__DOCUMENT PASSAGE__.

CROSS REFERENCE TO RELATED APPLICATIONS
This application claims priority to and the benefit of co-pending U.S. Provisional Application Set. No. 61/261,882, filed Nov. 17, 2009, the full disclosure of which is hereby incorporated by reference herein.
1. FIELD OF THE INVENTION
This invention relates in general to production of oil and gas wells, and in particular to an automated vent system that prevents overpressure within an annulus in a wellhead assembly.
2. DESCRIPTION OF RELATED ART
Systems for producing oil and gas from subsea wellbores typically include a wellhead assembly that includes a wellhead housing attached at a wellbore opening, where the wellbore extends through one or more hydrocarbon producing formations. Casing and a tubing hanger are landed within the housing for supporting casing and production tubing inserted into the wellbore. The wellhead assembly may include strings of concentrically arranged casing, such as conductor pipe, surface casing, and an inner casing. Generally, the inner casing goes deeper than the conductor pipe and surface casing and lines the wellbore to isolate the wellbore from the surrounding formation. Tubing typically lies concentric within the inner casing and provides a conduit for producing the hydrocarbons entrained within the formation. Annuli are defined between each pair of adjacent concentric tubulars, where each annulus is sealed from pressure communication with any of the other annuli. If an annulus becomes unexpectedly pressurized, such as from a leak or thermal expansion of fluids contained and constrained within the annuli, a pressure differential will develop across a tubular wall adjacent the pressurized annulus. Thus a need exists to periodically monitor the pressure in certain tubular members in well installations, both on land and at sea.

__DATA SHOWN__.
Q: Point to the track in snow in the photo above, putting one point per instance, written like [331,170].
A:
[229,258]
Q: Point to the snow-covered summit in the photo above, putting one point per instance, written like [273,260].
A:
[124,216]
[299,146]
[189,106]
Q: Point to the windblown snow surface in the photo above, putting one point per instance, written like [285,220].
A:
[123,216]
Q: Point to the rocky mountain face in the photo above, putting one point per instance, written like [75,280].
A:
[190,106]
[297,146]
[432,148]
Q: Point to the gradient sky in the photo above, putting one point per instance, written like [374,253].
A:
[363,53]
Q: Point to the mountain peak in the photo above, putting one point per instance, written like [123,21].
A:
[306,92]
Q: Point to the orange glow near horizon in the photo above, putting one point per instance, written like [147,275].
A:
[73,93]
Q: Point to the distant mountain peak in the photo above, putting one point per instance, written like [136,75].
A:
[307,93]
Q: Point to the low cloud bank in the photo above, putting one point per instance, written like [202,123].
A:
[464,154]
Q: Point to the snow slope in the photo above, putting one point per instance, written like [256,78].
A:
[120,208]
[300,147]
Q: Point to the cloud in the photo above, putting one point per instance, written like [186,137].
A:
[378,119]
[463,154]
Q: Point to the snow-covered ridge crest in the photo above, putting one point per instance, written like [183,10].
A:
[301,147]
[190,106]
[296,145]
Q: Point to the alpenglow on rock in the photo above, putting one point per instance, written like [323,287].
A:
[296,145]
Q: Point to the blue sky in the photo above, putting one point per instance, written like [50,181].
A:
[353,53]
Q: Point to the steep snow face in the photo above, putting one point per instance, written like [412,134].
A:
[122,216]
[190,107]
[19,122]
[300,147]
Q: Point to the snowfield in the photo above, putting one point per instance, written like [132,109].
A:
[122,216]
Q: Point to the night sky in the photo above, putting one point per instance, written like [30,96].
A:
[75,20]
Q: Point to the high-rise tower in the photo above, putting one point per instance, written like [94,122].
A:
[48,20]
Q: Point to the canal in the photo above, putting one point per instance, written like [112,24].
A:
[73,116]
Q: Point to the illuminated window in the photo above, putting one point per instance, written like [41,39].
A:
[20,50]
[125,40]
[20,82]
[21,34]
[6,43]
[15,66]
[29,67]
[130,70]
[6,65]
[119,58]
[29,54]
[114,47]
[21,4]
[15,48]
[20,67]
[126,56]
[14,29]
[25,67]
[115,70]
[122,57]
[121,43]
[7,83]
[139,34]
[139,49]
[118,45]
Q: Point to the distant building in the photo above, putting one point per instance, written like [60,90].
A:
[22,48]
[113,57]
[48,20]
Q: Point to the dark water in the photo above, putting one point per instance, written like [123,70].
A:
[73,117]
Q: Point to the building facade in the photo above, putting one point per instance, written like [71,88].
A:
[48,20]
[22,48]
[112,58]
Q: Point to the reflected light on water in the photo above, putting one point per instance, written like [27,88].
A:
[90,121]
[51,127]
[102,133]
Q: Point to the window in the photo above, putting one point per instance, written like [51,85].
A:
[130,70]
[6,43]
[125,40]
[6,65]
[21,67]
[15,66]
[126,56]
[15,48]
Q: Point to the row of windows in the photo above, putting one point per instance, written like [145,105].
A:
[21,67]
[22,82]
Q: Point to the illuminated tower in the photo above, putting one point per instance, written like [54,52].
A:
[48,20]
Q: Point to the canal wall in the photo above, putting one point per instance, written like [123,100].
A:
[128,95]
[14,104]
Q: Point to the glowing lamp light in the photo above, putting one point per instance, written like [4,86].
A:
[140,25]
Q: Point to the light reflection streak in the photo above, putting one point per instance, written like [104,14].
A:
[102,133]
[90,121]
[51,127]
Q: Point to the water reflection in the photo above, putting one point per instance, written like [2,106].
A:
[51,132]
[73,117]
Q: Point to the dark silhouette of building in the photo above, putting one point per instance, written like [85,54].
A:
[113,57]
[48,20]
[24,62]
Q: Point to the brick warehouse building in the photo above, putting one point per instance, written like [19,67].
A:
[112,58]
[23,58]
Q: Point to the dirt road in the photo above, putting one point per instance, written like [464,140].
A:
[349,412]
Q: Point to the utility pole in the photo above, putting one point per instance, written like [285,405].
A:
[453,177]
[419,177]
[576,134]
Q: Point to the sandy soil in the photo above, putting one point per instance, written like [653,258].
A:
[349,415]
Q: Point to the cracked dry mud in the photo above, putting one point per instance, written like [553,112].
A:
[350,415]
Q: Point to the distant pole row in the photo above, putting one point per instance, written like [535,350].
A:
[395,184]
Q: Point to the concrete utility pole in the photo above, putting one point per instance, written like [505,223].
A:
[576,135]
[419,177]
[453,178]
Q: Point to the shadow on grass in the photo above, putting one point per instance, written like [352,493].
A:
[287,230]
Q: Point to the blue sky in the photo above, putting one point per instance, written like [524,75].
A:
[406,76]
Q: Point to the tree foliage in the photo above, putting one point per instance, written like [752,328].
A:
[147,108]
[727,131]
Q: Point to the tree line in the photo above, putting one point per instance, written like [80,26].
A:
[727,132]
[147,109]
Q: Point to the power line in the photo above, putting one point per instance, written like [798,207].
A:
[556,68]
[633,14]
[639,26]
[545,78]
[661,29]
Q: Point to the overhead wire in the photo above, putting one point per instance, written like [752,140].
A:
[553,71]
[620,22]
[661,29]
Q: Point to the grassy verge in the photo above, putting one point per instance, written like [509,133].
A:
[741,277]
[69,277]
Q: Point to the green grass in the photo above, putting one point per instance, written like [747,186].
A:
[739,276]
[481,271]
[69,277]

__WHAT NEEDS TO BE DONE__. Reproduce the wellhead patent text word for word from "1. FIELD OF" to "a wellhead assembly.". The rows have nothing to do with the wellhead patent text.

__EXPECTED ANSWER__.
1. FIELD OF THE INVENTION
This invention relates in general to production of oil and gas wells, and in particular to an automated vent system that prevents overpressure within an annulus in a wellhead assembly.